# WHAT THE EXERCISE ASKS:
Answer these questions about the page excerpt on semiconductor fin processing:
1. According to the page excerpt, what occurrence may be prevented by rounding the top edge of the semiconductor fin 140?
2. What material may the tunneling insulating layer 260 be formed of?
3. Which two processes may the planarization process use?

In addition, the ion implantation process may further include an
ion implantation technique 170b that injects impurity ions on a top
surface of the semiconductor fins 140.
[0090] To round a sharp top edge of the semiconductor fin 140, an
optional cleaning process may be carried out after performing a
thermal oxidation or a hydrogen annealing process. In this case,
the optional process may be more effective when the top edge of
semiconductor fin 140 is exposed in the process for removing the
buffer oxide layer 200 and the device isolating layer 180. An
occurrence of an intrinsic or parasitic transistor may be prevented
by rounding the top edge of the semiconductor fin 140.
[0091] Referring to FIGS. 16A and 16B, a conformal tunneling
insulating layer 260 is formed on sides of the exposed sides of
semiconductor fin 140 and a top surface thereof. The tunneling
insulating layer 260 may be formed of oxide. Referring to FIGS. 17A
and 17B, a charge storage layer 280 and a blocking insulating layer
300 are formed on the tunneling insulating layer 260. Then, a gate
electrode layer 320 is formed on a block insulating layer 300 to
fill a trench 240 and a residual trench 160a. A planarization
process is performed to form a gate electrode 320. The
planarization process may use a CMP process or an etch back
process. The planarization process may be carried out until the
block insulating layer 300 or the charge storage layer 280 is
exposed. Alternatively, if the charge storage layer 280 is formed
of conductive material, the planarization process will be carried
out until the capping pattern 120 is exposed.
[0092] In a subsequent process, the capping pattern 120 at both
sides of the gate electrode 320 is removed and then an ion
implantation process for source/drain is carried out.

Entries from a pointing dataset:
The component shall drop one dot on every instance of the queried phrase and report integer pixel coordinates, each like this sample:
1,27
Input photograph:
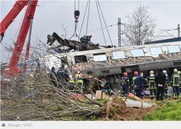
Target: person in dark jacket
53,77
175,78
138,84
125,84
160,80
62,76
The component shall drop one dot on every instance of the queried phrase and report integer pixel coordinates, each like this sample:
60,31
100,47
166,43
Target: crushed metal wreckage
72,44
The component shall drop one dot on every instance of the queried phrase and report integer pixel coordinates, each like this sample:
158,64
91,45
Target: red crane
12,68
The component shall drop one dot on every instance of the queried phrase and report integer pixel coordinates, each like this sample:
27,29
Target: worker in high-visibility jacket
175,83
179,81
71,86
151,81
133,78
29,88
80,83
125,84
167,84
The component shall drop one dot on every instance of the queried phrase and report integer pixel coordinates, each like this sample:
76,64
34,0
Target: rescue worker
151,81
124,83
88,38
138,84
133,78
175,78
71,86
29,88
179,81
167,84
160,80
53,77
62,76
80,83
109,91
85,39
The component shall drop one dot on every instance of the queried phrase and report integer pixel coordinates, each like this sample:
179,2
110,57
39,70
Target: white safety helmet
151,72
164,71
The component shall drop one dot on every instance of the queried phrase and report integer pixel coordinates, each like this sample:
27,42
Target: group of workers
85,39
61,79
158,84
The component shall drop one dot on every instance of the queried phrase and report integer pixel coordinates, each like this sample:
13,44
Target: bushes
169,112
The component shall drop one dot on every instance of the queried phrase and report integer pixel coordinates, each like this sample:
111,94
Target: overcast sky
51,15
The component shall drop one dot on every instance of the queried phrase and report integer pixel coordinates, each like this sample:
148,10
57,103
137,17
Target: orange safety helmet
135,73
125,74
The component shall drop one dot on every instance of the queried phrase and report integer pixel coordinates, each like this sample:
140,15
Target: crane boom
12,68
18,6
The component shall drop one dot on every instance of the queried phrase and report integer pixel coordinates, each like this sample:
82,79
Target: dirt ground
117,111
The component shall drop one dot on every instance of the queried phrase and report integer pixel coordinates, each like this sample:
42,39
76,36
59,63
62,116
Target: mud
118,111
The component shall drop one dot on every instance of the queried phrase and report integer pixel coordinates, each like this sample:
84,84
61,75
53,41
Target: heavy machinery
12,69
109,64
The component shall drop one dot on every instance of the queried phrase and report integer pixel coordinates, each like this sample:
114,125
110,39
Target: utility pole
119,32
178,30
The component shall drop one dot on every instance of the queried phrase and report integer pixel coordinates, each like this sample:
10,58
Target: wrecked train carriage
113,62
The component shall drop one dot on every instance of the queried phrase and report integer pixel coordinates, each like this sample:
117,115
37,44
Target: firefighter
175,83
71,86
179,81
110,91
151,81
138,84
133,78
124,83
80,83
167,84
83,39
88,38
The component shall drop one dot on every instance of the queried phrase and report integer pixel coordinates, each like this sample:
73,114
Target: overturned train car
109,64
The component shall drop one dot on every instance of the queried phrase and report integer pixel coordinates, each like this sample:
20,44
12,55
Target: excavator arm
12,68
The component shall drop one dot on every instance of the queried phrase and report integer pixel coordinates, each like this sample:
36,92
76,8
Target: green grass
102,101
169,112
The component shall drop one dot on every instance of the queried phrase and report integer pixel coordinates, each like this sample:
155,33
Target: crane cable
76,15
100,22
88,4
104,22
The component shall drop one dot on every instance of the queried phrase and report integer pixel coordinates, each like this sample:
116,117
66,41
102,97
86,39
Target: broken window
64,60
137,52
173,49
80,59
100,57
118,54
156,50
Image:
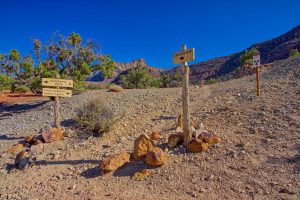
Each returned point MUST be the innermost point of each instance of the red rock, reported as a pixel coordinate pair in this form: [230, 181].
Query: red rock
[197, 145]
[155, 157]
[175, 139]
[141, 145]
[156, 136]
[209, 137]
[15, 149]
[36, 148]
[53, 134]
[114, 162]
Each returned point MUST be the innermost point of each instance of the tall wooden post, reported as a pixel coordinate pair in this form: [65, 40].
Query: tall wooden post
[257, 80]
[185, 101]
[57, 116]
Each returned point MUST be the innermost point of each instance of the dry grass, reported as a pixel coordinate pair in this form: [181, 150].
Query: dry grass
[96, 116]
[115, 88]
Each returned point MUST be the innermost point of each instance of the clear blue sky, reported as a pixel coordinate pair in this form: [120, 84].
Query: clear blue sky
[153, 29]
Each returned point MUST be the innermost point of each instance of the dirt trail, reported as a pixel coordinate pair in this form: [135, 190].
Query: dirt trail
[258, 157]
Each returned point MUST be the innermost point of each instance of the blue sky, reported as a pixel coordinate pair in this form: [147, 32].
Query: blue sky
[153, 30]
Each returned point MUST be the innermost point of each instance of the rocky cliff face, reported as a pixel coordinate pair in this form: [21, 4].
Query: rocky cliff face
[271, 50]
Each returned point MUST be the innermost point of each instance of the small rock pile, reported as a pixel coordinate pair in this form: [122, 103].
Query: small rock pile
[33, 144]
[144, 148]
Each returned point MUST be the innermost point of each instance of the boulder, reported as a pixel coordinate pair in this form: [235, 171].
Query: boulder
[141, 145]
[15, 149]
[114, 162]
[22, 160]
[209, 137]
[196, 145]
[156, 136]
[140, 175]
[175, 139]
[155, 157]
[54, 134]
[35, 149]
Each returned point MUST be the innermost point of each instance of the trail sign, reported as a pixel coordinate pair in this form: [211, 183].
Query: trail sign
[256, 60]
[184, 56]
[52, 82]
[256, 64]
[53, 92]
[56, 92]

# SOLVED PROBLEM:
1. An occurrence of an intrinsic or parasitic transistor.
2. Oxide.
3. A CMP process or an etch back process.